- **SHORT TASK**: Pick out each line in the rows below that contains the word "dark", and copy those lines.
*** DATA FOR THIS TASK ***
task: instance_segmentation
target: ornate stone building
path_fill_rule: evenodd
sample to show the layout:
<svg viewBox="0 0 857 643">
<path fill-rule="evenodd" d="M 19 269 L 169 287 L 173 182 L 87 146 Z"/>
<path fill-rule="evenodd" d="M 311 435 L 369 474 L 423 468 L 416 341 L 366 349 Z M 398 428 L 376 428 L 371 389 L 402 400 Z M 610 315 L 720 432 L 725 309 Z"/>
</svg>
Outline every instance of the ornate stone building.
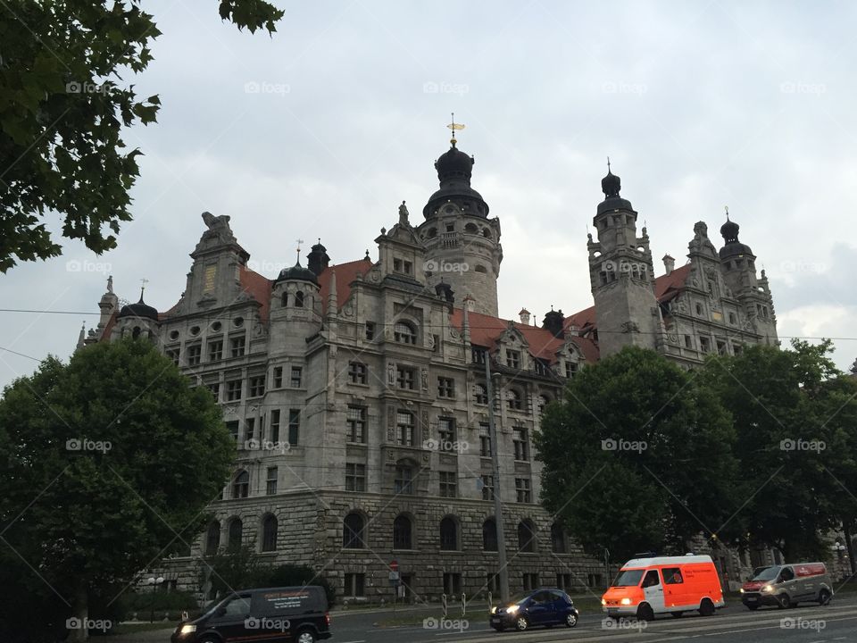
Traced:
<svg viewBox="0 0 857 643">
<path fill-rule="evenodd" d="M 655 278 L 646 230 L 637 236 L 612 172 L 588 243 L 595 305 L 568 318 L 552 311 L 541 326 L 526 310 L 499 319 L 500 223 L 470 187 L 473 159 L 453 139 L 435 167 L 440 186 L 424 221 L 414 225 L 403 202 L 375 239 L 377 260 L 367 252 L 333 265 L 319 243 L 306 267 L 268 279 L 248 268 L 229 217 L 205 213 L 172 308 L 142 296 L 120 308 L 108 283 L 98 326 L 80 343 L 150 338 L 212 391 L 236 440 L 216 519 L 188 555 L 164 561 L 179 586 L 196 586 L 203 553 L 244 544 L 271 562 L 313 565 L 345 597 L 389 598 L 393 560 L 409 595 L 472 596 L 495 588 L 497 490 L 512 591 L 601 586 L 603 562 L 583 557 L 537 504 L 531 437 L 543 406 L 626 345 L 690 367 L 711 351 L 777 341 L 764 271 L 757 280 L 737 225 L 723 225 L 718 251 L 697 223 L 688 263 L 664 257 Z M 496 375 L 490 400 L 486 359 Z M 719 562 L 724 572 L 740 564 Z"/>
</svg>

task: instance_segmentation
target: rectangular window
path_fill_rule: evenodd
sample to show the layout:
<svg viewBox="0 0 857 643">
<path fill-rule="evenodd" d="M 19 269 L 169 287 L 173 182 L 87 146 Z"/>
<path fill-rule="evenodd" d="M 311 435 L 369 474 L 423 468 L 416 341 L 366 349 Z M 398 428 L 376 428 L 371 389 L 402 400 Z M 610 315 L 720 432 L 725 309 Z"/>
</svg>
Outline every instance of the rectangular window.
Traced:
<svg viewBox="0 0 857 643">
<path fill-rule="evenodd" d="M 456 497 L 458 495 L 458 473 L 440 472 L 440 495 L 443 497 Z"/>
<path fill-rule="evenodd" d="M 277 467 L 268 467 L 268 479 L 265 480 L 265 493 L 273 496 L 277 493 Z"/>
<path fill-rule="evenodd" d="M 260 397 L 265 394 L 265 376 L 254 375 L 250 378 L 250 397 Z"/>
<path fill-rule="evenodd" d="M 455 380 L 452 378 L 437 378 L 437 397 L 454 397 Z"/>
<path fill-rule="evenodd" d="M 491 457 L 491 427 L 487 422 L 479 422 L 479 455 Z"/>
<path fill-rule="evenodd" d="M 440 450 L 452 451 L 455 448 L 455 420 L 453 418 L 437 418 L 437 432 L 440 438 Z"/>
<path fill-rule="evenodd" d="M 479 478 L 482 488 L 482 499 L 494 500 L 494 476 L 483 473 Z"/>
<path fill-rule="evenodd" d="M 524 427 L 512 430 L 512 442 L 515 447 L 515 460 L 529 460 L 529 440 Z"/>
<path fill-rule="evenodd" d="M 444 593 L 462 593 L 462 575 L 460 573 L 444 573 Z"/>
<path fill-rule="evenodd" d="M 236 442 L 238 441 L 238 421 L 232 420 L 226 423 L 226 430 L 229 432 L 229 435 L 232 436 L 232 439 Z"/>
<path fill-rule="evenodd" d="M 395 369 L 395 385 L 399 388 L 413 390 L 415 386 L 413 369 L 397 366 Z"/>
<path fill-rule="evenodd" d="M 413 446 L 413 413 L 408 411 L 395 413 L 395 443 L 403 447 Z"/>
<path fill-rule="evenodd" d="M 288 410 L 288 444 L 297 444 L 298 432 L 301 428 L 301 412 L 299 409 Z"/>
<path fill-rule="evenodd" d="M 244 356 L 245 341 L 245 338 L 244 335 L 229 339 L 229 351 L 231 352 L 233 357 Z"/>
<path fill-rule="evenodd" d="M 534 589 L 537 589 L 538 587 L 539 584 L 537 573 L 524 573 L 524 591 L 533 591 Z"/>
<path fill-rule="evenodd" d="M 223 340 L 216 339 L 208 343 L 208 361 L 216 362 L 223 359 Z"/>
<path fill-rule="evenodd" d="M 515 494 L 520 503 L 529 503 L 533 501 L 529 478 L 515 478 Z"/>
<path fill-rule="evenodd" d="M 241 385 L 243 383 L 241 380 L 232 380 L 226 383 L 226 399 L 228 402 L 241 399 Z"/>
<path fill-rule="evenodd" d="M 345 587 L 343 590 L 346 597 L 362 597 L 365 594 L 366 574 L 346 573 Z"/>
<path fill-rule="evenodd" d="M 348 378 L 352 384 L 365 384 L 366 364 L 360 362 L 350 362 L 348 363 Z"/>
<path fill-rule="evenodd" d="M 270 412 L 270 441 L 279 442 L 279 409 Z"/>
<path fill-rule="evenodd" d="M 290 381 L 292 388 L 301 388 L 301 376 L 304 373 L 304 369 L 300 366 L 292 366 L 292 379 Z"/>
<path fill-rule="evenodd" d="M 194 344 L 187 347 L 187 365 L 198 366 L 203 355 L 203 347 L 199 344 Z"/>
<path fill-rule="evenodd" d="M 348 406 L 348 441 L 366 441 L 366 407 Z"/>
<path fill-rule="evenodd" d="M 366 465 L 345 463 L 345 491 L 366 490 Z"/>
</svg>

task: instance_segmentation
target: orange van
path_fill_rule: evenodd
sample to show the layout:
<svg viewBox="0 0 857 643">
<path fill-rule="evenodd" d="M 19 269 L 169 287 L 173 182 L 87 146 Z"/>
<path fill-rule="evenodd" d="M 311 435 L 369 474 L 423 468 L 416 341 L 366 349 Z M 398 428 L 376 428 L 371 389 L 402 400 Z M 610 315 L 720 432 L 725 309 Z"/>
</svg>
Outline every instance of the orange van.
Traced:
<svg viewBox="0 0 857 643">
<path fill-rule="evenodd" d="M 651 621 L 657 614 L 678 617 L 694 610 L 711 616 L 726 603 L 711 556 L 687 555 L 629 560 L 602 597 L 601 605 L 613 618 Z"/>
</svg>

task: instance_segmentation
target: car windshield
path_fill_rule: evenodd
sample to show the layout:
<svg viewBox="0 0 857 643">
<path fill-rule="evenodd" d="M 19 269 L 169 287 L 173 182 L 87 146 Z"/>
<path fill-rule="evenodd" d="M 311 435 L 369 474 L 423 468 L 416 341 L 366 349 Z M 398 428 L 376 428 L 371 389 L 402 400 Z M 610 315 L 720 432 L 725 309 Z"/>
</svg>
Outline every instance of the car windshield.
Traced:
<svg viewBox="0 0 857 643">
<path fill-rule="evenodd" d="M 779 573 L 779 567 L 776 565 L 773 567 L 765 567 L 763 570 L 761 570 L 755 576 L 753 576 L 751 580 L 773 580 L 777 578 L 777 574 Z"/>
<path fill-rule="evenodd" d="M 613 580 L 612 587 L 636 587 L 640 584 L 645 570 L 622 570 Z"/>
</svg>

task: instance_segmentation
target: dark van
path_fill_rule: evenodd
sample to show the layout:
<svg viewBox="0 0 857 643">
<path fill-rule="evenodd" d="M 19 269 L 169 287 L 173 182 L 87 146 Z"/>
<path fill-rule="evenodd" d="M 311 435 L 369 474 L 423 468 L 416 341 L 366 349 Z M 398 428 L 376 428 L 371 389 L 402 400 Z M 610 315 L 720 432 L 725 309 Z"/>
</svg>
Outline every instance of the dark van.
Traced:
<svg viewBox="0 0 857 643">
<path fill-rule="evenodd" d="M 195 621 L 181 623 L 172 643 L 313 643 L 330 638 L 324 589 L 315 585 L 244 589 Z"/>
</svg>

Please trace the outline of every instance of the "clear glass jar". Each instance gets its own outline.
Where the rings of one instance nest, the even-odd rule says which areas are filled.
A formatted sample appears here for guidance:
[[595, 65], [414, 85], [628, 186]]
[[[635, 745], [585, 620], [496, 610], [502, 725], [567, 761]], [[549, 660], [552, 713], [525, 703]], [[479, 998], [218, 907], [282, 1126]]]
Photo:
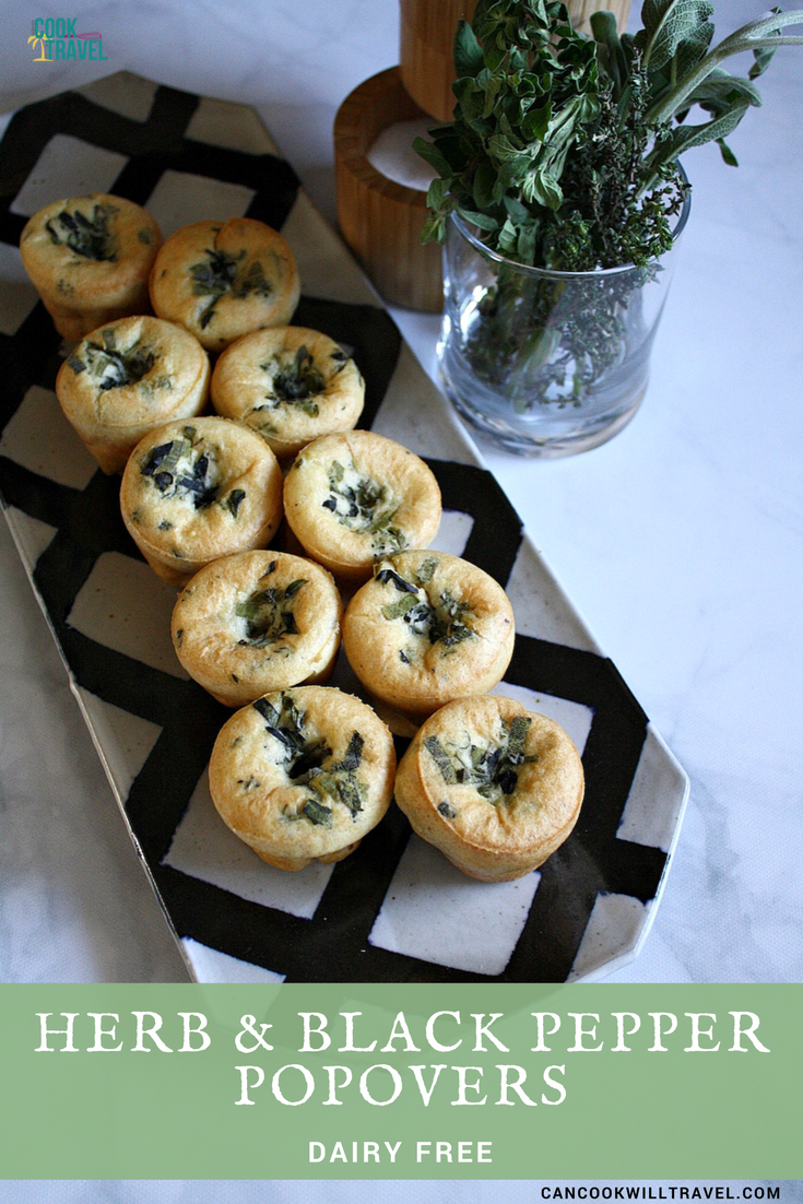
***
- **THE RESULT**:
target: dark van
Outline every instance of the dark van.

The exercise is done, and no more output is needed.